Diroximel fumarate (Vumerity)

Approved 2013

Oral delayed release capsule

“The mechanism by which diroximel fumarate exerts its therapeutic effect in multiple sclerosis is unknown. MMF, the active metabolite of diroximel fumarate, has been shown to activate the nuclear factor (erythroid-derived 2)-like 2 (Nrf2) pathway in vitro and in vivo in animals and humans. The Nrf2 pathway is involved in the cellular response to oxidative stress. MMF has been identified as a nicotinic acid receptor agonist in vitro.”

Ozanimod (Zeposia)

Approved 2020

Oral capsules

“Ozanimod is a sphingosine 1-phosphate (S1P) receptor modulator that binds with high affinity to S1P receptors 1 and 5. Ozanimod blocks the capacity of lymphocytes to egress from lymph nodes, reducing the number of lymphocytes in peripheral blood. The mechanism by which ozanimod exerts therapeutic effects in multiple sclerosis is unknown but may involve the reduction of lymphocyte migration into the central nervous system.”

 

Effect sizes for the above medications can be calculated from the package inserts.  The typical active drug/placebo comparisons include relapse frequency (per time interval), percentage of relapse-free patients, reduction in relapse rates, time to first or second relapse, progression free days, and numbers of new Gadolinium enhancing lesions on MRI scan. This data is also plotted on survival curves. The calculations will be made at some point and compared to similar data for lithium and selected DMARDs.

(Free-text object descriptions)
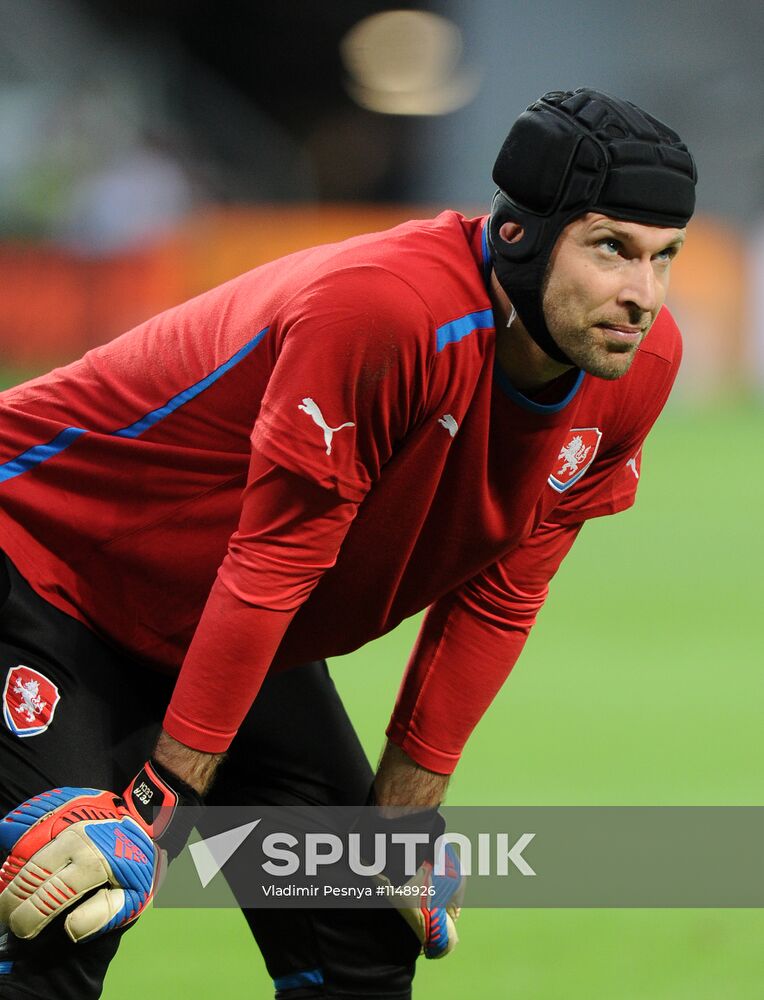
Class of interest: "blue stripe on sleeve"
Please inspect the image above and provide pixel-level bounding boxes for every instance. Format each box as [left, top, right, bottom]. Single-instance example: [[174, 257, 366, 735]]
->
[[435, 309, 494, 352], [114, 326, 268, 437], [0, 326, 268, 483], [273, 969, 324, 990], [0, 427, 87, 483]]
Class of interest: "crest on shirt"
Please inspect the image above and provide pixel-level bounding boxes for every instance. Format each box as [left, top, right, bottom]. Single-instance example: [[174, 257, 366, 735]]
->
[[548, 427, 602, 493], [3, 663, 61, 736]]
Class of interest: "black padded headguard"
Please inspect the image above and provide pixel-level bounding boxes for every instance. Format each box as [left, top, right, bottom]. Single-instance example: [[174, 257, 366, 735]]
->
[[488, 87, 697, 364]]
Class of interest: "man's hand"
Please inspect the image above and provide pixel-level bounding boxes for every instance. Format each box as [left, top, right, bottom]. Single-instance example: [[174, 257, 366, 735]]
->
[[0, 762, 201, 942], [368, 742, 463, 958]]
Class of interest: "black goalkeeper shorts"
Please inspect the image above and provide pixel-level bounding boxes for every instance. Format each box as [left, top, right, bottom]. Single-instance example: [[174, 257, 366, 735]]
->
[[0, 554, 419, 1000]]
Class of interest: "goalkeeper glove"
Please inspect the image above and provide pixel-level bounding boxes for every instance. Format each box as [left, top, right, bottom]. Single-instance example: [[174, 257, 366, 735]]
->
[[352, 794, 464, 958], [0, 761, 201, 942]]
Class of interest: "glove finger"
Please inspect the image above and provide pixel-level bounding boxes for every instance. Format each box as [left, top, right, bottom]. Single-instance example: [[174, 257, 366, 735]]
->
[[0, 827, 110, 940], [422, 906, 459, 959]]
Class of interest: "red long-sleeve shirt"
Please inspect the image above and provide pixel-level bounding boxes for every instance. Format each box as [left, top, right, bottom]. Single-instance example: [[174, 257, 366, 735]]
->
[[0, 213, 680, 772]]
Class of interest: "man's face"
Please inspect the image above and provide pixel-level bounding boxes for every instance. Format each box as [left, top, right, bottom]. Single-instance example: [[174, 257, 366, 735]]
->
[[543, 212, 684, 379]]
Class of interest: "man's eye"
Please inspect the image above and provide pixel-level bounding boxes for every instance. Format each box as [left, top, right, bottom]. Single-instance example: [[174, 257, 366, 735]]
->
[[655, 246, 679, 261], [600, 240, 621, 254]]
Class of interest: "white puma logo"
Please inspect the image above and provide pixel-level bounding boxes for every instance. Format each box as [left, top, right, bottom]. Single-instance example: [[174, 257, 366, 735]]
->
[[438, 413, 459, 437], [297, 396, 355, 455]]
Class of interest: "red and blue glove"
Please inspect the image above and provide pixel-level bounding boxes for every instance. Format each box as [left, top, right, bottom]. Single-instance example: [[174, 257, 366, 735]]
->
[[0, 761, 201, 942]]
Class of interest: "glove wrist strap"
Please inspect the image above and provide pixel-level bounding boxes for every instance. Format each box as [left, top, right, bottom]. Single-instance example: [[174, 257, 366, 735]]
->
[[124, 758, 202, 858]]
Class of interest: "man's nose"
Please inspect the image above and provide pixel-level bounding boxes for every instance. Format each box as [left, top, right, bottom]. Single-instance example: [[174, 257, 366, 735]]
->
[[618, 260, 661, 313]]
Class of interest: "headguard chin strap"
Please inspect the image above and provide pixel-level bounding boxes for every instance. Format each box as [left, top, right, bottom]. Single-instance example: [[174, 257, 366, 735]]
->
[[488, 88, 697, 364]]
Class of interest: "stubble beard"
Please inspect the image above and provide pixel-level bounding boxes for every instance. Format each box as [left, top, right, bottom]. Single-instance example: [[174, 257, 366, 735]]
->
[[544, 300, 646, 381]]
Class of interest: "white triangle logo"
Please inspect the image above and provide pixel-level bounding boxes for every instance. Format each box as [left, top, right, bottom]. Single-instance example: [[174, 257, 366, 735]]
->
[[188, 819, 260, 889]]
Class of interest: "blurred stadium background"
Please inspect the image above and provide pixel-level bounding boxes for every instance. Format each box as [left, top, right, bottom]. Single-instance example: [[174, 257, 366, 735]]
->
[[0, 0, 764, 1000]]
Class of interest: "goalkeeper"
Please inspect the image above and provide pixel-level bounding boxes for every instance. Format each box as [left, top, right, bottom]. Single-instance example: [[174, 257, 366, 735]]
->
[[0, 90, 695, 1000]]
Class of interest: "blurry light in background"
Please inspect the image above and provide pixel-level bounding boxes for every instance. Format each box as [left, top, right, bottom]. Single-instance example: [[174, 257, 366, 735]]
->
[[340, 10, 480, 115]]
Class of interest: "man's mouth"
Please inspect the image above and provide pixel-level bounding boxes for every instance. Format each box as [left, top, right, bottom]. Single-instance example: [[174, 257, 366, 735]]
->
[[597, 323, 645, 344]]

Work instruction 1 => According to the multiple sclerosis drug text, which S1P receptors does ozanimod bind with high affinity?
Work instruction 2 => Using the multiple sclerosis drug text, explain why ozanimod reduces the number of lymphocytes in peripheral blood.
Work instruction 3 => Please output the passage of the multiple sclerosis drug text that starts at the words "Approved 2013" and ends after "Ozanimod (Zeposia)".
The rows are separate material, unrelated to the multiple sclerosis drug text.

Solution 1 => S1P receptors 1 and 5.

Solution 2 => Ozanimod blocks the capacity of lymphocytes to egress from lymph nodes. Because lymphocytes cannot leave the lymph nodes, fewer of them are found in peripheral blood.

Solution 3 =>
Approved 2013

Oral delayed release capsule

“The mechanism by which diroximel fumarate exerts its therapeutic effect in multiple sclerosis is unknown. MMF, the active metabolite of diroximel fumarate, has been shown to activate the nuclear factor (erythroid-derived 2)-like 2 (Nrf2) pathway in vitro and in vivo in animals and humans. The Nrf2 pathway is involved in the cellular response to oxidative stress. MMF has been identified as a nicotinic acid receptor agonist in vitro.”

Ozanimod (Zeposia)